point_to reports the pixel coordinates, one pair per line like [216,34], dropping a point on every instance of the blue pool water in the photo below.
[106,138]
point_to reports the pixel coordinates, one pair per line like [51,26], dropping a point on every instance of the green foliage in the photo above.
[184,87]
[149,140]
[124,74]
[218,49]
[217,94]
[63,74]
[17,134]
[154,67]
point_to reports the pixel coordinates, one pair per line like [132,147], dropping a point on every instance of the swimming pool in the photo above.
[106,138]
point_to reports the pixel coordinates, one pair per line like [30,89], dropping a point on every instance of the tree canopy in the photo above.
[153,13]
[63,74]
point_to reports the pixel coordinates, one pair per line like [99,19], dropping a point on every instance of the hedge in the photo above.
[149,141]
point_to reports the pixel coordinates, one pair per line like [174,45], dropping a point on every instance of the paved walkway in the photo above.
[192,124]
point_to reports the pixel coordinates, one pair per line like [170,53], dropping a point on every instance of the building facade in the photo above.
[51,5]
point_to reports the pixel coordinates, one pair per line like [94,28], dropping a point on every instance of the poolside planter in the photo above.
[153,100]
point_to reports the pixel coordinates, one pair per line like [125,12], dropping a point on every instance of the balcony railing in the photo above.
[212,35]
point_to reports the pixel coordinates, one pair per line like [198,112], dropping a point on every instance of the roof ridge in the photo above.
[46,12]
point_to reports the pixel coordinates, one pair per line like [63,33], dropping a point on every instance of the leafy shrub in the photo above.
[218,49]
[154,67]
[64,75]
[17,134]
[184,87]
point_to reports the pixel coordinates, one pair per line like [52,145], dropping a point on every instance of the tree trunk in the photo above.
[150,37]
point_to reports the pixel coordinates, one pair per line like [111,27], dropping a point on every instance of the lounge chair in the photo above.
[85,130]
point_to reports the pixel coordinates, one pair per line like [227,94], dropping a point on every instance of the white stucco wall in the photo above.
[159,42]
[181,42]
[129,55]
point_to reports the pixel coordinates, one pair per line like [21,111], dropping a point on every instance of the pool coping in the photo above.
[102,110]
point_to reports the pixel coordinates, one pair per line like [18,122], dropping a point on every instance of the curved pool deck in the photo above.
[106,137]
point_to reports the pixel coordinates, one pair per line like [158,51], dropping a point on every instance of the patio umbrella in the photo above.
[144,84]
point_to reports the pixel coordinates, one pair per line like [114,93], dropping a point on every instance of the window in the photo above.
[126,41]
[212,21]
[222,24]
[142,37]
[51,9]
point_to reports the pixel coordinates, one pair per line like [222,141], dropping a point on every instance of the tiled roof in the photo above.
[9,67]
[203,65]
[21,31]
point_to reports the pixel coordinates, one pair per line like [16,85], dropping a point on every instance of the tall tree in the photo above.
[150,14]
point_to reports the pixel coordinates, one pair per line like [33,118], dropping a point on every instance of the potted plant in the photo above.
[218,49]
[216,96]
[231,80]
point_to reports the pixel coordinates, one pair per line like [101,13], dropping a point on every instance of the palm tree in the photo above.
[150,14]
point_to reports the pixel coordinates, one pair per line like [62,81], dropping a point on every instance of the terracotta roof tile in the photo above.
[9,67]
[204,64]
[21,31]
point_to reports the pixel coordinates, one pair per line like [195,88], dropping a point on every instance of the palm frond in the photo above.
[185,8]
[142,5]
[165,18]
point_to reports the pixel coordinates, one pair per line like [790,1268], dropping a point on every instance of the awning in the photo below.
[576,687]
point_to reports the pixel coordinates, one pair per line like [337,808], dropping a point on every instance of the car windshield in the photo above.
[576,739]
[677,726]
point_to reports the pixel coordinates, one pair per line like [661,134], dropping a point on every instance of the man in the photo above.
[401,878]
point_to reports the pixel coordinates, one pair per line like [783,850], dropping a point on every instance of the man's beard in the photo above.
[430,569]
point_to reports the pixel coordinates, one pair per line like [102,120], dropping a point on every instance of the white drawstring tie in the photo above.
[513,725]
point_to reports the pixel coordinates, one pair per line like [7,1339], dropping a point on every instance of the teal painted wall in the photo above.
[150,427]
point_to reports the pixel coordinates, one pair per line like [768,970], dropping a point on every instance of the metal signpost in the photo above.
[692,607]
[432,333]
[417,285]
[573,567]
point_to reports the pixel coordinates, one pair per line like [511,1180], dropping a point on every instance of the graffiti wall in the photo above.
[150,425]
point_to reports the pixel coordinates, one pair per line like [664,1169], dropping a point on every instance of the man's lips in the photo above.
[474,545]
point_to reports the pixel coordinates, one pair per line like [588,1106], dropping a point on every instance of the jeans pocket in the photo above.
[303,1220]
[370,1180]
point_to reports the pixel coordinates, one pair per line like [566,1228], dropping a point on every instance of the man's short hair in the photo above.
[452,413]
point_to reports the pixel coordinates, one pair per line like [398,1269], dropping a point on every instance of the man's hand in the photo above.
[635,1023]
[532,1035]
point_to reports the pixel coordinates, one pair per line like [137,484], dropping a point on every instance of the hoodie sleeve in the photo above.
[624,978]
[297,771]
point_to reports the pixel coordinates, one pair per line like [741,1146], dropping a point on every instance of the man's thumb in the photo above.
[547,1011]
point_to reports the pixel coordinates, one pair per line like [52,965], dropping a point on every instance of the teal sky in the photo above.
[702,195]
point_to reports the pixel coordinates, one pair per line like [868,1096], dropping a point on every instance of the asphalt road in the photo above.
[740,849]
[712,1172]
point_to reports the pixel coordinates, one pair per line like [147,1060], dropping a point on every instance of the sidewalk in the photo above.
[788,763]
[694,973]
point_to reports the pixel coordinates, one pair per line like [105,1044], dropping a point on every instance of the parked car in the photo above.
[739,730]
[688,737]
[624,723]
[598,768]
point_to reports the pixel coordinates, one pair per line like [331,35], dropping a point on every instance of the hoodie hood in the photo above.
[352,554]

....................

* [Task requirements]:
Transcribe the entire listing above precisely.

* [Full response]:
point_to reports the pixel coordinates, one pair per line like [216,34], dropping a point on every instance of the blue pool water in the photo below.
[106,138]
point_to reports the pixel coordinates, one pair per line like [51,26], dropping a point on every instance of the green foliage in the photo above.
[184,87]
[149,140]
[124,74]
[218,49]
[217,94]
[63,74]
[17,134]
[154,67]
point_to reports the pixel coordinates, one pair per line like [132,147], dropping a point on every instance of the swimming pool in the photo above.
[106,138]
point_to reports the pixel coordinates, one pair per line like [30,89], dropping a point on every instance of the tree canopy in the photo above.
[153,13]
[63,74]
point_to reports the pixel coordinates, one pair per line like [99,19], dropping a point on every instance of the hedge in the photo above.
[149,141]
point_to reports the pixel coordinates, one pair per line like [174,45], dropping a point on every instance of the paved walkway in the photo above.
[192,124]
point_to reports the pixel coordinates, one pair per line like [170,53], dropping a point on every instance of the building facade in the photo above.
[51,5]
point_to reports the pixel coordinates, one pair per line like [94,28], dropping a point on every instance of the poolside planter in the photo above.
[153,100]
point_to reports the pixel coordinates, one pair per line like [125,12], dropping a point on every instance of the balcony railing in the photo above.
[212,35]
point_to reports the pixel coordinates, one pair per line like [198,112], dropping a point on every instance of the roof ridge in the photo above.
[46,12]
point_to reports the pixel coordinates, one pair per line like [63,33], dropping a point on every instance of the leafy shrub in the photo above.
[218,49]
[154,67]
[64,75]
[17,134]
[184,87]
point_to reports the pixel coordinates, one pair per line like [52,145], dropping a point on every instance of the tree trunk in the photo above.
[150,37]
point_to reports the pixel coordinates, one pair per line like [111,27], dropping a point on every instance of the lounge chair in the photo above.
[85,130]
point_to reports the pixel coordinates, one pair per line like [227,94], dropping a point on every instance of the white stucco wall in the photo above.
[159,42]
[181,42]
[129,55]
point_to reports the pixel coordinates, one pair per line like [21,111], dropping a point on every instance of the pool coping in the photo above.
[102,110]
point_to reports the pixel coordinates, one pair per line like [18,122], dropping a point on every instance of the curved pool deck in the photo above.
[106,137]
point_to reports the pixel coordinates, one pair per line like [158,51], dropping a point on every instance of the patio umbrella in the photo above.
[144,84]
point_to reports the pixel coordinates, one pair per line like [114,93], dropping a point on every instance of the window in the photo above.
[126,41]
[212,21]
[222,24]
[142,37]
[51,9]
point_to reports the pixel coordinates, one pair per line like [222,141], dropping a point on every instance of the tiled roof in the photo above.
[9,67]
[203,65]
[21,31]
point_to reports the pixel coordinates, one pair per line like [16,85], dropping a point on every instance of the tall tree in the photo above.
[150,14]
point_to reports the pixel coordinates, one pair per line like [33,118], dropping a point on every instance of the potted plant in the photo above.
[218,49]
[216,96]
[231,80]
point_to reports the pixel coordinates, one pair per line like [101,13], dropping a point on every instance of the palm tree in the photo above.
[150,14]
point_to reports the pixel coordinates, one pair per line like [62,81], dropping a point on every instance of the terracotta roof tile in the photo above.
[9,67]
[204,64]
[21,31]
point_to reports the pixel coordinates, one pair per line like [195,88], dropping a point on every instance of the palm frond in the photo above.
[185,8]
[142,5]
[165,18]
point_to reports the pixel coordinates, one pair per line like [790,1268], dropping a point on every instance of the awning in the photo below.
[576,687]
point_to reports the pixel coordinates, one pair per line like [337,808], dropping a point on every instance of the car windshield in the photo above.
[576,739]
[677,726]
point_to reports the pixel coordinates, one pair per line like [661,134], dropping a point on every instance of the man in the photo above.
[401,878]
point_to reports the pixel coordinates, one pair per line like [783,850], dropping a point on every instance of the man's beard in the photo above.
[430,569]
point_to reports the pixel coordinates, one pair per line like [102,120], dropping a point on every instance of the white drawstring tie in the photo above.
[513,725]
point_to reports the pixel coordinates, one pair per line like [7,1339], dropping a point on every instance of the teal painted wall in the photo above.
[150,427]
point_to reports the pixel coordinates, one pair per line like [768,970], dropping a point on every instance of the metal signpost in the photo above.
[692,607]
[432,333]
[417,285]
[573,567]
point_to reports the pixel coordinates, one pair per line like [511,1180], dropping a point on every instance of the graffiti wall in the photo above.
[150,425]
point_to reports the pixel coordinates, one pair per line like [664,1169], dropping a point on every instance of the man's lips in the photo above.
[474,545]
point_to reports the pixel coordinates, one pair per line like [588,1106], dropping a point on every instance of the jeans pocket in the photo above.
[303,1220]
[370,1180]
point_to reports the pixel coordinates, one pair per line like [566,1228], dropping a point on every instance of the man's short hair in the photo above.
[452,413]
point_to reports the pixel coordinates, one pair per line like [398,1269], dropping a point on every instance of the man's hand in the photo above.
[635,1023]
[532,1035]
point_to reports the pixel coordinates, one pair per line like [137,484], dropping a point on every instance of the hoodie sleeve in the photo above.
[624,978]
[297,771]
point_to reports the pixel coordinates, one pair per line like [741,1146], dropping a point on every instance of the man's thumb in the photo above.
[547,1011]
point_to reports the pixel coordinates, one pair per line like [52,965], dropping a point on every instance of the teal sky in the photo above.
[702,195]
point_to reports the pixel coordinates, one pair per line like [868,1096], dropping a point on every instance of the asphalt road in the photo above.
[740,849]
[712,1172]
point_to reports the pixel coordinates, one pair per line like [147,1060], dropping a point on every instance of the sidewalk in the photo above.
[788,763]
[694,973]
point_to reports the pixel coordinates, one pair per line like [105,1044], dropping a point on every instance of the parked car in the photo above.
[739,730]
[688,737]
[624,723]
[598,768]
point_to reports the pixel coordinates, one pair per line like [331,35], dropping a point on every instance of the hoodie hood in the photo above.
[352,554]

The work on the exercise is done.